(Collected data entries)
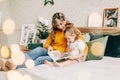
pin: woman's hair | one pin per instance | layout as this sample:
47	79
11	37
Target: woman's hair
73	31
58	16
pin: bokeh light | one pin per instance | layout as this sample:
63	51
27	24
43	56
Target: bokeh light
15	48
14	75
1	0
84	74
5	53
8	26
27	77
18	58
29	63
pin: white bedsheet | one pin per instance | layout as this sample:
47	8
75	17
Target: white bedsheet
106	69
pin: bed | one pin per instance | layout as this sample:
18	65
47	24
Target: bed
107	68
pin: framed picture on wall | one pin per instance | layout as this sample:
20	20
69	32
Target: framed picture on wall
111	17
24	32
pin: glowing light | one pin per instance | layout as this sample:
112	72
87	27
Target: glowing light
18	58
95	20
8	26
84	74
26	77
29	63
15	48
14	75
5	52
1	0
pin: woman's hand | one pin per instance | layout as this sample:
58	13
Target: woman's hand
50	48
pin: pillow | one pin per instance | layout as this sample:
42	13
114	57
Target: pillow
97	48
113	46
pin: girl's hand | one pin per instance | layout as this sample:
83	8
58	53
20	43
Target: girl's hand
50	48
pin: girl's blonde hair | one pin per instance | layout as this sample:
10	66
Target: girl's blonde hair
59	16
73	31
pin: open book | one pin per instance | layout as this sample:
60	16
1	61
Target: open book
57	56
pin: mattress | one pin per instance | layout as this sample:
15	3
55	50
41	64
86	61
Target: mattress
106	69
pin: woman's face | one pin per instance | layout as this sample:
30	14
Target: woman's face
60	24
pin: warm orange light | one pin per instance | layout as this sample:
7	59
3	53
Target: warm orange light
15	48
5	52
18	58
27	77
8	26
14	75
29	63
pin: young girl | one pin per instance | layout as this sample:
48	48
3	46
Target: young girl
55	41
76	45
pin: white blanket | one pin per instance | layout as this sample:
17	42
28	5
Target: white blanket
106	69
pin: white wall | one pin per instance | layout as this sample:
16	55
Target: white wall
5	14
27	11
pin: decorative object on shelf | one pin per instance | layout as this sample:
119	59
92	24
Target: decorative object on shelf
49	1
43	29
95	20
26	28
111	17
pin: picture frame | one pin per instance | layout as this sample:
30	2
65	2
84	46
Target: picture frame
111	17
24	32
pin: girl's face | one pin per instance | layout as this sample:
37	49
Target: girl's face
70	38
60	24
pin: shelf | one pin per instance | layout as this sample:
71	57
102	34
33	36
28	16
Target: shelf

Problem description: Without the pictures, give every line above again exactly.

Result of this task:
pin: woman's hair | one pin per instance | layout as this sample:
47	79
11	37
Target: woman's hair
73	31
58	16
pin: bokeh light | one pin per instance | layout as this sample:
63	51
27	24
43	56
Target: bokeh light
15	48
14	75
1	0
84	74
5	53
8	26
27	77
18	58
29	63
pin: white bedsheet | one pin per instance | layout as this sample:
47	8
75	17
Target: white bedsheet
106	69
pin: bed | one pin per instance | layout as this sample:
18	65
47	24
Target: bed
107	68
pin: framed picture on wall | one pin per instance | layout as this sample:
20	20
69	32
Target: framed picture on wall
111	17
24	32
pin: glowing light | one pin per instance | layout as this sample:
112	72
87	27
Target: glowing light
18	58
95	20
8	26
84	74
26	77
29	63
15	48
14	75
5	52
1	0
pin: woman's hand | one pin per instance | layout as this sample:
58	13
Target: woman's hand
50	48
pin: pillow | one pin per instance | layout as this sample:
42	13
114	57
Target: pillow
97	48
113	46
pin: girl's hand | one pin per instance | layout as this sample:
83	8
58	53
20	43
Target: girl's hand
50	48
pin: girl's blonde hair | one pin per instance | layout as this sample:
10	66
Target: girl's blonde hair
59	16
73	31
pin: open book | one pin per instance | layout as this sample:
60	16
1	61
Target: open book
57	56
pin: mattress | one pin per instance | layout as this sample:
15	3
55	50
41	64
86	61
Target: mattress
106	69
pin: woman's face | one pin per instance | layout as this sample:
30	14
Target: woman's face
60	24
pin: warm orange light | one pin per instance | layout as this sample:
7	59
3	53
Target: warm orange light
15	48
5	52
18	58
27	77
8	26
14	75
29	63
pin: young girl | one pin per instance | layout as this sample:
48	48
3	46
Target: young girl
55	41
76	45
pin: white blanket | one pin per instance | layout as this sample:
17	42
28	5
Target: white blanket
106	69
pin: white wall | one pin per instance | layout as this sample:
16	55
Target: white wall
5	14
27	11
pin: decorative object on shelf | one pin per instance | layout as this sample:
119	59
92	24
Target: decorative object on shelf
49	1
43	29
95	20
26	28
111	17
pin: picture frame | one pin per instance | layout as this sample:
30	2
65	2
84	46
Target: picture frame
111	17
24	32
pin: girl's face | one pin per instance | layout as this sample:
37	49
Target: girl's face
70	38
60	24
pin: shelf | one pin per instance | layout as this sample:
71	57
102	34
33	36
28	16
Target: shelf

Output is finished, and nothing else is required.